Selected passage:
==*==

Once they did, Ballygunner went into ultra-defensive mode to lock the space down at the back and just see the match out. When Sars brought up goalkeeper Ben Graham to hit a 25-metre free in the 40th minute, there were 13 Ballygunner players between Graham and the goal.

Sars did convert all eight of their last eight shots at the target but Ballygunner were content to let Sars shoot from outside or to concede frees at that stage - because they weren’t going to give Sars another sniff of a green flag.

This was always going to be a tricky assignment for Sars when Ballygunner were hell-bent on atonement after last year’s Munster final, and particularly with the game on in Walsh Park.

The Gunners have now stitched a 47-game unbeaten run together at the venue, which are numbers unlike any club has ever come close to reaching in the history of the county and provincial championships.

The last time they were beaten in Walsh Park in Munster was in October 2014 when Cratloe from Clare turned them over. The last time Ballygunner lost a match at the county grounds was in June 2015 when De La Salle beat them by two points in a group game that didn’t really matter.

==*==

Work instruction 1:
Repeat the passage from the Ballygunner match report word for word, starting at "This was always" and ending after "didn’t really matter.".
Work instruction 2:
Pick up the Ballygunner match report after its final sentence and continue it.

Given information:
==*==

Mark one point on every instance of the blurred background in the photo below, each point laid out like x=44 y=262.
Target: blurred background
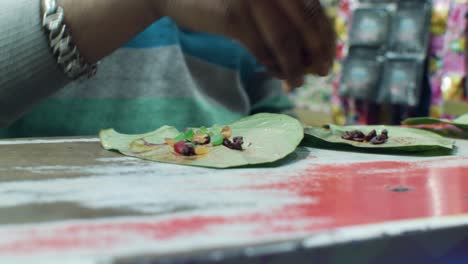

==*==

Result 1:
This was always going to be a tricky assignment for Sars when Ballygunner were hell-bent on atonement after last year’s Munster final, and particularly with the game on in Walsh Park.

The Gunners have now stitched a 47-game unbeaten run together at the venue, which are numbers unlike any club has ever come close to reaching in the history of the county and provincial championships.

The last time they were beaten in Walsh Park in Munster was in October 2014 when Cratloe from Clare turned them over. The last time Ballygunner lost a match at the county grounds was in June 2015 when De La Salle beat them by two points in a group game that didn’t really matter.

Result 2:
Everything matters now though. Since that game, Ballygunner have reached nine Munster finals in ten years, which is unlike anything any club has come close to achieving in the history of the provincial club hurling championships.

That’s the calibre of team Sars were facing on Sunday but they never gave themselves a chance to get off the ground because of how passive and loose they were in the first 20 minutes, which set the tone for the afternoon.

TOO EASY

The shot count in the first quarter was 15-6. Ballygunner were excellent in that period but Sars made it too easy for them to build the play through the middle. Sars also got hammered on their own puckout in that opening 20 minutes when only retaining 50% of their own restarts before finally getting some joy on their own puckout in the second quarter by trying to work the ball through the lines more.

Sars couldn’t get a handle on the Ballygunner puckout throughout the first 25 minutes until they finally sourced their best score of the afternoon, Hogan’s outstanding first goal, off a Ballygunner restart. They hadn’t sourced a score off a Ballygunner turnover either before Sars got their last two scores of the half off turnovers, one of which should have been a goal from Barry O’Flynn until the referee called it back for a free.

Apart from Colm McCarthy, Sars couldn’t get any traction up front in that opening 20-25 minutes. Jack O’Connor didn’t have his first possession until the 14th minute. O’Connor didn’t get his first chance to run at the Ballygunner defence until the 22nd minute but he was turned over. 

Sars were turned over in possession in an attacking position on four occasions by Ballygunner defenders in that first half.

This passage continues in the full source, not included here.